Repeat every line below exactly, word for word.

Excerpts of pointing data

--------------------------------------------------

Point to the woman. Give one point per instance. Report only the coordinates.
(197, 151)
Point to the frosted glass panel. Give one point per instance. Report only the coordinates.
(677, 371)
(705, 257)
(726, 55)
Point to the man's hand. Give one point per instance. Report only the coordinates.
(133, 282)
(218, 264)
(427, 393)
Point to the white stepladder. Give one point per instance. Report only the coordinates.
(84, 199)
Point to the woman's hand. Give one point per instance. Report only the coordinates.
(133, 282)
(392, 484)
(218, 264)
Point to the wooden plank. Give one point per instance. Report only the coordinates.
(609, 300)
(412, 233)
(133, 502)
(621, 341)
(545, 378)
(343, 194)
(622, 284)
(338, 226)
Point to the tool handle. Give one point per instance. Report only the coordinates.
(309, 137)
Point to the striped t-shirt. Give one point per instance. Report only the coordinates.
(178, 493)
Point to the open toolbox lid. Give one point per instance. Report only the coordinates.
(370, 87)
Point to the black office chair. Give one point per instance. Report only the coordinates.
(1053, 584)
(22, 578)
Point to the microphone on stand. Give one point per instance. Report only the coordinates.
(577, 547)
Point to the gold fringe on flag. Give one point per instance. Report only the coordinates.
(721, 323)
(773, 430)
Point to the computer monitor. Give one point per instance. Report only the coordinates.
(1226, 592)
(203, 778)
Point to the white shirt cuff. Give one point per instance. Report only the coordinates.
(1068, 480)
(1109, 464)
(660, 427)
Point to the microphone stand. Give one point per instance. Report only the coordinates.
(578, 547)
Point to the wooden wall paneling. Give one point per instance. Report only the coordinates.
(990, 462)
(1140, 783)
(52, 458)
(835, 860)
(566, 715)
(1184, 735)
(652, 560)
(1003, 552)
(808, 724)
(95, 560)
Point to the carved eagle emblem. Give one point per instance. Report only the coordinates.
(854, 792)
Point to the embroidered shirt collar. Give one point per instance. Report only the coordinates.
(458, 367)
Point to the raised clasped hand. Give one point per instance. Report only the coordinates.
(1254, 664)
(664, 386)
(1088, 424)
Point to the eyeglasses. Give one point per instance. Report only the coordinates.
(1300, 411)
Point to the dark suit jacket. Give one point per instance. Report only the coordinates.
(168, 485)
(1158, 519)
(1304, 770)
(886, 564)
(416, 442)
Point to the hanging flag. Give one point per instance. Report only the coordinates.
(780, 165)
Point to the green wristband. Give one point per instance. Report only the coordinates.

--------------------------------------------------

▸ SOLUTION TO THE EXERCISE:
Point to the woman. Give one point per instance. Report only the coordinates.
(197, 151)
Point to the frosted glass panel. Give one point per instance. Report only the coordinates.
(677, 371)
(705, 257)
(726, 55)
Point to the man's hand. Give one point per instance. Report only the coordinates.
(133, 282)
(218, 264)
(427, 393)
Point to the white stepladder. Give one point per instance. Report only the coordinates.
(84, 199)
Point to the woman's hand. Give one point per instance. Report only the coordinates.
(133, 282)
(392, 484)
(218, 264)
Point to the wooden plank. Give one point per instance. Report only the coordinates.
(609, 300)
(412, 233)
(133, 502)
(621, 341)
(545, 378)
(343, 194)
(622, 284)
(338, 226)
Point to the tool handle. Give one point per instance. Report only the coordinates.
(309, 137)
Point to the striped t-shirt. Give one point per instance. Report only the coordinates.
(178, 493)
Point to the open toolbox lid. Give one point per instance. Report only the coordinates.
(370, 87)
Point to the black office chair. Give one point per instance. Report only the coordinates.
(1053, 584)
(22, 578)
Point to the microphone on stand. Give one point per instance. Report only the coordinates.
(577, 547)
Point to the gold fringe on flag. Give one point per instance. Report only the coordinates.
(721, 323)
(773, 430)
Point to the computer monitor. Give one point per instance. Report only the coordinates.
(1226, 592)
(203, 778)
Point to the white shirt cuff. Give one point per instance. Report only the coordinates.
(1068, 480)
(1109, 464)
(660, 427)
Point to the microphone stand. Give one point per instance. Report only the coordinates.
(578, 547)
Point to the wooden wall paneling. Give one point per instance. Report only the coordinates.
(990, 462)
(1140, 783)
(52, 458)
(835, 860)
(566, 715)
(1184, 735)
(652, 560)
(1003, 552)
(808, 724)
(95, 560)
Point to the carved eagle emblem. Give one point per instance. Report only the coordinates.
(854, 792)
Point to the embroidered shirt collar. Give one point per instance. Report only the coordinates.
(458, 367)
Point to the raised clasped hand. Give one point per instance. Report only the coordinates.
(1254, 664)
(664, 386)
(1088, 424)
Point to the eyeglasses. Give one point per instance. Report only the coordinates.
(1300, 411)
Point to the dark suit jacket. Give one point per instance. Report only the coordinates.
(168, 485)
(1158, 519)
(1304, 770)
(886, 564)
(416, 442)
Point to the hanging flag. Give one point per instance. Report only the coordinates.
(780, 165)
Point to the green wristband. Give one point per instance. Report only the coordinates.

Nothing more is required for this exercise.